• _Travail demandé_:
(a) Répondez aux questions suivantes à partir de l'article sur le film « Ma mère est un cas 2 » :
(i) En quelle année Paulo Gustavo a-t-il créé pour la scène le personnage de Dona Hermínia ?
(ii) Quelle barre de spectateurs le film avait-il franchie en février ?
(iii) Quelle Église soutient le film « Les dix commandements » ?
(b) Recopiez sans rien changer le passage de l'article sur le film « Ma mère est un cas 2 » situé entre « Le seul film » et « légèreté d’autre part. », ces deux segments inclus.

• _Texte source_:
-*-*-

Au Brésil, la figure maternelle explose le box-office
Au Brésil, la figure maternelle explose le box-office
M le magazine du Monde
Le film « Ma mère est un cas 2 » est l’un des plus lucratifs de l’histoire du cinéma brésilien. Ode cruelle et aimante à la « mamãe », ce divertissement boudé par la critique tire son succès de sa légèreté.
Le comédien de théâtre Paulo Gustavo incarne Dona Hermínia, un personnage de mère brésilienne qu’il a lui-même créé pour la scène en 2006. | Capture écran Web
En décembre 2016 est sorti dans les cinémas brésiliens Minha mãe é uma peça 2 (« Ma mère est un cas 2 »), une comédie de César Rodrigues. La critique a méprisé le long-métrage qui a pourtant obtenu sa revanche : le succès auprès du grand public. En février, il avait franchi la barre des 9 millions de spectateurs, et engrangé 118 millions de réis (environ 35 millions d’euros) de recettes, soit l’un des films les plus lucratifs de l’histoire du cinéma brésilien. Un record au pays des telenovelas.
Le seul film à tutoyer ces chiffres est l’autre box-office du moment, Os dez mandamentos (« Les dix commandements »), sorti lui début 2016, une épopée cinématographico-biblique soutenue par l’Église évangélique, et issue d’une série télévisée à succès. Les deux réussites révèlent deux facettes différentes de la société brésilienne : l’attirance pour le fait religieux d’une part, entretenu par la puissance grandissante des mouvements néopentecôtistes, et l’irrésistible appétence pour l’insouciante légèreté d’autre part.

-*-*-

• _Données disponibles_:
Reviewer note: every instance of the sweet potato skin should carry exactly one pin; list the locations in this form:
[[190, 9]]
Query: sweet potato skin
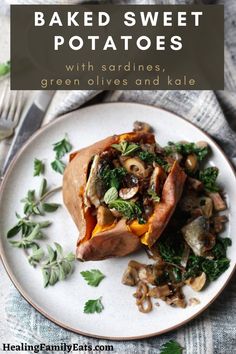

-*-*-

• _Corrigé par consigne_:
(a)
(i) En 2006.
(ii) La barre des 9 millions de spectateurs.
(iii) L'Église évangélique.

(b)
Le seul film à tutoyer ces chiffres est l’autre box-office du moment, Os dez mandamentos (« Les dix commandements »), sorti lui début 2016, une épopée cinématographico-biblique soutenue par l’Église évangélique, et issue d’une série télévisée à succès. Les deux réussites révèlent deux facettes différentes de la société brésilienne : l’attirance pour le fait religieux d’une part, entretenu par la puissance grandissante des mouvements néopentecôtistes, et l’irrésistible appétence pour l’insouciante légèreté d’autre part.